Quoted passage:
++++

Because the brand name of "50 Lan" had already been registered by mainland China, in 2010, the Taipei regional agent of 50 Lan, Shengen Tea Co., established a new brand,"ALittle Tea" in Shanghai. In 2011, Shengen Catering Management (Shanghai) Co., was officially founded. In February, 2012, the first store is opened in Shanghai.

Starting in 2015, ALittle Tea rapidly expanded its stores across more than 40 cities in China. In 2019, it opened 891 new stores. In 2020, 783 new stores, and in 2021, 525 new stores. The brand has also expanded internationally in several countries including United States, South Korea, and Japan.

As of February, 2021, ALittle Tea had over 4,000 stores in China. As of November, 2023, the number of ALittle Tea stores had decreased to 3,018 over 26 provinces across China. Based on this data, in just over two years, ALittle Tea has closed nearly 1,000 stores representing a decline of approximately 25%.

==Charitable Donations==
ALittle Tea has partnered with a charity to support young students in their education. The company's donations have helped support the renovation of 210 houses owned by poor families in rural communities to encourage their children, and especially daughters, to continue pursuing education. Ninety percent of ALittle Tea’s customers are women, in part because ALittle Tea advertises these donations that go towards supporting rural girls' education. These renovations have included fixing leaking roofs and removing piles of clutter. While many of the donations go towards the families of young girls, the charity helps children of all genders. In February of 2026, a young boy was donated a desk and educational books by the charity. It was also announced that volunteers had gifted the young boy comic books after learning the boy wanted them.

== Controversy ==

=== Kitchen Cleanliness Standards and Response ===
ALittle Tea has experienced some controversy over the cleanliness of their kitchens and how they have responded to customers’ complaints. For example, in 2020, a woman in Ningbo, Zhejiang, found a hair in a drink purchased from ALittle Tea. When the customer returned to the store to ask for a refund, she reported being treated dismissively by employees and was unable to come to an agreement with the store manager about a refund. The store owner then called the police on the customer on the grounds that she was disrupting business. Afterwards, the customer posted to social media about the issue, and was contacted by authorities informing her that ALittle Tea headquarters intended to sue her for her allegations against the company, and they claimed that the hair had not come from their kitchen.

++++

Supplied records:
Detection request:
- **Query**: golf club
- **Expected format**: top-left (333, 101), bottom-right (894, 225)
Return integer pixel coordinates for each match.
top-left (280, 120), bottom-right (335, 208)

++++

Required action A:
According to the text on ALittle Tea, how many ALittle Tea stores were there in China as of November 2023?
Required action B:
List every country outside China that the text on ALittle Tea names as part of the brand's international expansion.
Required action C:
Carry on the text on ALittle Tea from the point where it stops.

Result A:
There were 3,018 stores across 26 provinces in China.

Result B:
United States, South Korea, Japan

Result C:
=== Issues with Counterfiting ===
There was a counterfeit brand named Yaoyi ALittle Tea, which became popular around 2019. The logo and design of Yaoyi ALittle Tea are almost the same as ALittle Tea. The only difference is that “Yaoyi” Chinese characters use gray color, which is very weak in the background logo, and the font size is very small, which is hard for customers to distinguish such a small difference. One of the Yaoyi ALittle Tea managers said they knew Yaoyi ALittle Tea was a counterfeit of ALittle Tea, but becoming an authorized dealer of an official ALittle Tea is too difficult since it is much more expensive to franchise, includes tedious background checks, and requires a lot of paperwork. The parent company of Yaoyi ALittle Tea said that if there was any dispute with ALittle Tea, they would handle it. So some of the managers were satisfied with the solutions and thought they could also make good business as long as they put effort into it.

ALittle Tea finally noticed this unfair competition and sued Yaoyi ALittle Tea later. In 2021, Shenzhen Futian District People’s Court announced that ALittle Tea successfully protected its rights and required Yaoyi ALittle Tea to pay 1 million Chinese yuan to ALittle Tea.

Since legal awareness continues to be improved nowadays, ALittle Tea has become more successful in protecting its legitimate rights in recent years.